Task: Count the lines in the items below that contain the word "white", and give only that number.

>> START Exercise input

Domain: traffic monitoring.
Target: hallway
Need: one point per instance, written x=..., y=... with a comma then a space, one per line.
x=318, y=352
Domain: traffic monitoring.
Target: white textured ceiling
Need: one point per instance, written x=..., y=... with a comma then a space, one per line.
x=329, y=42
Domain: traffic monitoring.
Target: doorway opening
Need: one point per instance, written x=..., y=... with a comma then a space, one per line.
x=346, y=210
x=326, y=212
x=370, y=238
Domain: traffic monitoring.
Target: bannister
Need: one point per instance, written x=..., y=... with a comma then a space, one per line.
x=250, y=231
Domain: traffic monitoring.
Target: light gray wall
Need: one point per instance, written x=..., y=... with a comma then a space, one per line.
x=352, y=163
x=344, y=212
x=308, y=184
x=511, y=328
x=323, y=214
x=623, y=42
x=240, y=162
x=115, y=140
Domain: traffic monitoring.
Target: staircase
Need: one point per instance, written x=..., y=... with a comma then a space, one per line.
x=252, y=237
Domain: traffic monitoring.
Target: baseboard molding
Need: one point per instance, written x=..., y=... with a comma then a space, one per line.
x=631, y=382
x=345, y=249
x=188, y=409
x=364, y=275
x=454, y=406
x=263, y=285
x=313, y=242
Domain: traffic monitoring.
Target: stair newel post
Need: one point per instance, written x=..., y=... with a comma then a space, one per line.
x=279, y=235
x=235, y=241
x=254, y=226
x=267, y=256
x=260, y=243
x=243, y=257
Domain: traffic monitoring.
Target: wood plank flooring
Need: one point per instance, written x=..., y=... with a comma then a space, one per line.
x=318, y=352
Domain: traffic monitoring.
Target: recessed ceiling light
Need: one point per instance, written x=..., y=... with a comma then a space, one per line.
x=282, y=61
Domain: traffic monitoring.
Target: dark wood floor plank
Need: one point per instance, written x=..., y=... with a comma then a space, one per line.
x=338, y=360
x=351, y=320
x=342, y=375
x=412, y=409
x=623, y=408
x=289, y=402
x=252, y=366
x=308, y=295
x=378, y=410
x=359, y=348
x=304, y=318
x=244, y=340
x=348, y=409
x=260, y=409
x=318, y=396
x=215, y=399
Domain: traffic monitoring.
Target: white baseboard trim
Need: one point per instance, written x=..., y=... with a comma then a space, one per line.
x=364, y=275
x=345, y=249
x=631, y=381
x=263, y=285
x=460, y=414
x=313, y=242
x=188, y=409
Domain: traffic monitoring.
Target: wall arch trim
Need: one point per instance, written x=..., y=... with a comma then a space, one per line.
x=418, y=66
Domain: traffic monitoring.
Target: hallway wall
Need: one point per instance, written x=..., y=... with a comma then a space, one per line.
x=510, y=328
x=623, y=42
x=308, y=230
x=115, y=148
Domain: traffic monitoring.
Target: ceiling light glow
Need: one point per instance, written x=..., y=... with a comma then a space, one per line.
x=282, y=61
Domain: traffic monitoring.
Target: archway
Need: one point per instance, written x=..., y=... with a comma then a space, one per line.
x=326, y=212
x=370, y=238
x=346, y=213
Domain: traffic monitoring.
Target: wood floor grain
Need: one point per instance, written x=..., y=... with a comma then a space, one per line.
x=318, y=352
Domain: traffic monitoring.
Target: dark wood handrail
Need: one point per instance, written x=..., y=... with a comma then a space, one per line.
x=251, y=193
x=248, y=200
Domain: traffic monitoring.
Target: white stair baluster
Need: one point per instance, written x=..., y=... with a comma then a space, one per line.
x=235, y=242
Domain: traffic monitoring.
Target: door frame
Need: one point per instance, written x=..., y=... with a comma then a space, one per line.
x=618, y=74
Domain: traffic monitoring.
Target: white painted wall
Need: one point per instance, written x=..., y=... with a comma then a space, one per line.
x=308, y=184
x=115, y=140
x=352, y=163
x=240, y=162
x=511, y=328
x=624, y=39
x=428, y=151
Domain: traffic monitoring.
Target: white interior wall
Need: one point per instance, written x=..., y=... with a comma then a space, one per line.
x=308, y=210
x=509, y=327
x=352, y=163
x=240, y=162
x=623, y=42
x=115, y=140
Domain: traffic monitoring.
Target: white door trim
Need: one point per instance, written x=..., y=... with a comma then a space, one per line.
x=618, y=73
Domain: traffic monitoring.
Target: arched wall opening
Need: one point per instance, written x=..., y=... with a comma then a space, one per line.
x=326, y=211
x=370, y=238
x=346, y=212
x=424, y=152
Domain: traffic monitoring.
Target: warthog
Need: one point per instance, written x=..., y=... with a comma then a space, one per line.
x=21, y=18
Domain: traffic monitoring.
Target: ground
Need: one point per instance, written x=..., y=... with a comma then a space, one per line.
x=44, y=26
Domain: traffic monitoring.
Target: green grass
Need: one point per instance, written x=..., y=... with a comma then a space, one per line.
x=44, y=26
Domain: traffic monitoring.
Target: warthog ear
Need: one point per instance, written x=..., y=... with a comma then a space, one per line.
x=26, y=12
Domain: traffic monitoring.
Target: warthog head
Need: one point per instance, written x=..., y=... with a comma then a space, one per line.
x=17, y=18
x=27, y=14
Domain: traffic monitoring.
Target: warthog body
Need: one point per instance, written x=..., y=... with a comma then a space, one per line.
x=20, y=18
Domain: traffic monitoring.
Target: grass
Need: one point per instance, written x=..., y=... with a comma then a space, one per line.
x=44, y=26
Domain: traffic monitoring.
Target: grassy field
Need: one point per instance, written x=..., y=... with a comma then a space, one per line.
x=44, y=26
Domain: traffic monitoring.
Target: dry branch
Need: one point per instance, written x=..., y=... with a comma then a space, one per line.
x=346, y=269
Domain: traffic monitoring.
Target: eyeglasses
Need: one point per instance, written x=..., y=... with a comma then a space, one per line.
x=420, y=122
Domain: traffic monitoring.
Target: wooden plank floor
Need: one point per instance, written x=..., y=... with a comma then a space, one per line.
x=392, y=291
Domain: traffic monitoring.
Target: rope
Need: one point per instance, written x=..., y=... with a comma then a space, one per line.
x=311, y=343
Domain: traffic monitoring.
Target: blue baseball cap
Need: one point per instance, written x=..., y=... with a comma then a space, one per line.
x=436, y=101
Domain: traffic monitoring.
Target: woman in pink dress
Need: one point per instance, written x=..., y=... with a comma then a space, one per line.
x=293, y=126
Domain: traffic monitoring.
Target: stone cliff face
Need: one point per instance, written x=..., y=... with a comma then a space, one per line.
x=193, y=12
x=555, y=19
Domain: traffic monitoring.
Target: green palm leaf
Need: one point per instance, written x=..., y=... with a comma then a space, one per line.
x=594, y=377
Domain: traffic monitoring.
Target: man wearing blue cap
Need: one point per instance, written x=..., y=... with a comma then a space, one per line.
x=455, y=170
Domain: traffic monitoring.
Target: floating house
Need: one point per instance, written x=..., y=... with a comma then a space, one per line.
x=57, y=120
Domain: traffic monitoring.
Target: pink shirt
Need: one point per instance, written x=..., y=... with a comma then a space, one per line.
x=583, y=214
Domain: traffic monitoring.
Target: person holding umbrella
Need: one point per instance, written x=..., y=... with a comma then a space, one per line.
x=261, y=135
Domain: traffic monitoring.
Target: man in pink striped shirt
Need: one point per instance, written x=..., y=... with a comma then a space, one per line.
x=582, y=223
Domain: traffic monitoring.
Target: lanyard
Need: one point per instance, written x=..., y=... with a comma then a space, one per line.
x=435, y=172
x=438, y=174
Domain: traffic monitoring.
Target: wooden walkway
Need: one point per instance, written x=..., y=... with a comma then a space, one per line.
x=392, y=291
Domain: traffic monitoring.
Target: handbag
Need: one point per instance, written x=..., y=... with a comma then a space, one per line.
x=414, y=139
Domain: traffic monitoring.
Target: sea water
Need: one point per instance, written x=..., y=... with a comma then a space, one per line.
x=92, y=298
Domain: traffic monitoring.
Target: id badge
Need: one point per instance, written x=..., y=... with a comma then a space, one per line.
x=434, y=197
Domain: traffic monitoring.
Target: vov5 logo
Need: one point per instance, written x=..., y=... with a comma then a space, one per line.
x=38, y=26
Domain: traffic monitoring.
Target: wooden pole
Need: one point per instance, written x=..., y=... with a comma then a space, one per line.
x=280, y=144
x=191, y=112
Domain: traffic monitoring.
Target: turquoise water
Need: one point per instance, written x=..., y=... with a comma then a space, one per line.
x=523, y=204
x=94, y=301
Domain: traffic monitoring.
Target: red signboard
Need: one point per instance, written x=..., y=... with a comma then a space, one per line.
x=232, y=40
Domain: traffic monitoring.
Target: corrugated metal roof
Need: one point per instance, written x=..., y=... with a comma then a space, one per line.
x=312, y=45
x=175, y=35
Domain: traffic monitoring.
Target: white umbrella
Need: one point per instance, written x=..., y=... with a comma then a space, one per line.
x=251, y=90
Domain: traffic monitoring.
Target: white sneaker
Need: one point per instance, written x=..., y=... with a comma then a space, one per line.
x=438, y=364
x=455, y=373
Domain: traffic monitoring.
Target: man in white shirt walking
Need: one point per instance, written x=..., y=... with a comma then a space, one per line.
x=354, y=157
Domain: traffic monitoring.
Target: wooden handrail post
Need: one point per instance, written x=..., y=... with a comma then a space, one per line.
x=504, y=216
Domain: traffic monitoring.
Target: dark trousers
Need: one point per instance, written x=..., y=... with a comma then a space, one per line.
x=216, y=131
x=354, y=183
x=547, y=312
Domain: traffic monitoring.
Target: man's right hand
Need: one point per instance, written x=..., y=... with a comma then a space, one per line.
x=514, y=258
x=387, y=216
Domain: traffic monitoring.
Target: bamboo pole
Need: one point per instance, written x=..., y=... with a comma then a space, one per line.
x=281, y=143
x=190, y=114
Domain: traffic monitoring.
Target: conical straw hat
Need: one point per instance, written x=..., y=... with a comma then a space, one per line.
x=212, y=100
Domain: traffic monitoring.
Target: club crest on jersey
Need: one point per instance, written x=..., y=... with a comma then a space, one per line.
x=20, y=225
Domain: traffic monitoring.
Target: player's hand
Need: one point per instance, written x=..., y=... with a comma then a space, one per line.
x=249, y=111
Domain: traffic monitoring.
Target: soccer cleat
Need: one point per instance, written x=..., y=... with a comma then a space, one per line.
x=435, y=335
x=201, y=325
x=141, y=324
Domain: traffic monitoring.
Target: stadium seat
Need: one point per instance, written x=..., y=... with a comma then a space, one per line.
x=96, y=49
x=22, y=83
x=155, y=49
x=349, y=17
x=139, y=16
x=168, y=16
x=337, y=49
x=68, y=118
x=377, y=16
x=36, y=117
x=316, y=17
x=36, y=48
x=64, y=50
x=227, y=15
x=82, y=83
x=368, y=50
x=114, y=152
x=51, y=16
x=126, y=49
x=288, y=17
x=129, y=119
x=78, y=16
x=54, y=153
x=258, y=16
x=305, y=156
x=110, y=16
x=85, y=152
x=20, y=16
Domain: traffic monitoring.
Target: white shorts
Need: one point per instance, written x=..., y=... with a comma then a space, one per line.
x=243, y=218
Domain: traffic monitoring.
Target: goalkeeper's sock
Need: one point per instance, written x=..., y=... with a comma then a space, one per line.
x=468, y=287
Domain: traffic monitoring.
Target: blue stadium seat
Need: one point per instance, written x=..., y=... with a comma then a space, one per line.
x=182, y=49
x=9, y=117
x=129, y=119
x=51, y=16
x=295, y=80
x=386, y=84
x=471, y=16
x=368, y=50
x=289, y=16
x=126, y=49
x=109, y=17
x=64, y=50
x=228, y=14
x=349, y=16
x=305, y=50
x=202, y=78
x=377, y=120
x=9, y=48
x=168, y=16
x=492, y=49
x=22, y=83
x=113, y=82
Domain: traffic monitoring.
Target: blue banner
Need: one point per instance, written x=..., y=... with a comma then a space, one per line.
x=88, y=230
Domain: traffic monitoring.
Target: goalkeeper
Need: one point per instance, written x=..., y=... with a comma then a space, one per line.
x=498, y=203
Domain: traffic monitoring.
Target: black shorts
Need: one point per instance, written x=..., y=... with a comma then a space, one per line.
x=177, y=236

>> END Exercise input

Final answer: 10